### Required work
1. In the CV-tailoring guide, turn the paragraph beginning "Sending the same résumé to every job" into a short bulleted list that keeps its main facts.
2. List every step of the per-application workflow in the CV-tailoring guide.
3. Retype the CV-tailoring guide word for word, starting with "The line you" and going on through "you don't have.".

Sending the same résumé to every job is why so many good candidates never hear back. Screening software and recruiters both look for a match to this role, and a generic CV matches nothing in particular. Tailoring used to take an hour per application. With a free AI tool, it takes a few minutes — and you can do it without inventing anything.
The workflow
Keep one honest base CV in a Google Doc with everything you've actually done. Then, per application:
- Paste the job description and your base CV into a free AI chat (Claude or ChatGPT's free tier both work).
- Ask: "Which requirements in this job are missing or weak in my CV? Only use what's already there — don't invent experience."
- Ask it to rewrite the relevant bullets to lead with the outcome and use the language of the job description.
- Read every line. Cut anything that isn't true. Keep your own voice.
That's it. You end up with a version that speaks to the specific role, built from real experience.
The AI rewrote a bullet to say you 'led' a project you only contributed to. What now?
The line you don't cross
AI makes it easy to exaggerate. Don't. A tailored CV gets you the interview; an inflated one gets you found out in it. The goal is to present real experience clearly, not to manufacture experience you don't have.
A tailored CV gets you the interview. An inflated one gets you found out in it.
Which is exactly why the content matters more than the wording. The best tailoring in the world can't rescue a CV with nothing real on it.
Give it something real to tailor
If your bullets feel thin, the fix isn't better phrasing — it's better material. One finished, verifiable project gives the AI (and the recruiter) a genuine outcome to lead with.
Tailor honestly, check every line, and make sure there's something real under the words.

### Stored data

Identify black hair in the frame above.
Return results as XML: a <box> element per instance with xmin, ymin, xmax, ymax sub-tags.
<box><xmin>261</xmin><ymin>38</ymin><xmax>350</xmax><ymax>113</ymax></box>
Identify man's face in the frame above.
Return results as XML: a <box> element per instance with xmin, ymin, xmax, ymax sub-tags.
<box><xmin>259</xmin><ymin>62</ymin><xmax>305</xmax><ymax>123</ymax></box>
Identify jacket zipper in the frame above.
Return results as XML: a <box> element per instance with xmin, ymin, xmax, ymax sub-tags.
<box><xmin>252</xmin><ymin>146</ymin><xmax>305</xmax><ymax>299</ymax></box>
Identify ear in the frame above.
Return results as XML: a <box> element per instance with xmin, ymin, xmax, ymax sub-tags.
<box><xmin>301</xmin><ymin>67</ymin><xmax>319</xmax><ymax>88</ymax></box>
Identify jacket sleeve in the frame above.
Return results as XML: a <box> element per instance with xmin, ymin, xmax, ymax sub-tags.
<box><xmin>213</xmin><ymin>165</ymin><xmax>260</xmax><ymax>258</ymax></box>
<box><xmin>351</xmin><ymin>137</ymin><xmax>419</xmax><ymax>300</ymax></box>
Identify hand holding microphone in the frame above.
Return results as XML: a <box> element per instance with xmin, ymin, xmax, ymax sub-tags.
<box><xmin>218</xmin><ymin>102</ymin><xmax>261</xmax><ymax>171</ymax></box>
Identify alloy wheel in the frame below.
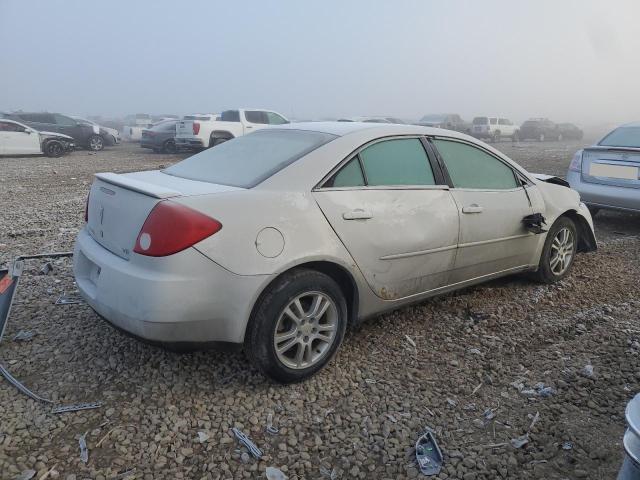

### Task responses
1.
- Sending one résumé to every job is why many good candidates never hear back.
- Screening software and recruiters look for a match to the specific role, and a generic CV matches nothing in particular.
- Tailoring once took about an hour per application.
- A free AI tool cuts that to a few minutes, without inventing anything.

2.
- Paste the job description and your base CV into a free AI chat (Claude or ChatGPT's free tier both work).
- Ask which requirements in the job are missing or weak in your CV, using only what is already there and not inventing experience.
- Ask it to rewrite the relevant bullets to lead with the outcome and use the language of the job description.
- Read every line, cut anything that isn't true, and keep your own voice.

3.
The line you don't cross
AI makes it easy to exaggerate. Don't. A tailored CV gets you the interview; an inflated one gets you found out in it. The goal is to present real experience clearly, not to manufacture experience you don't have.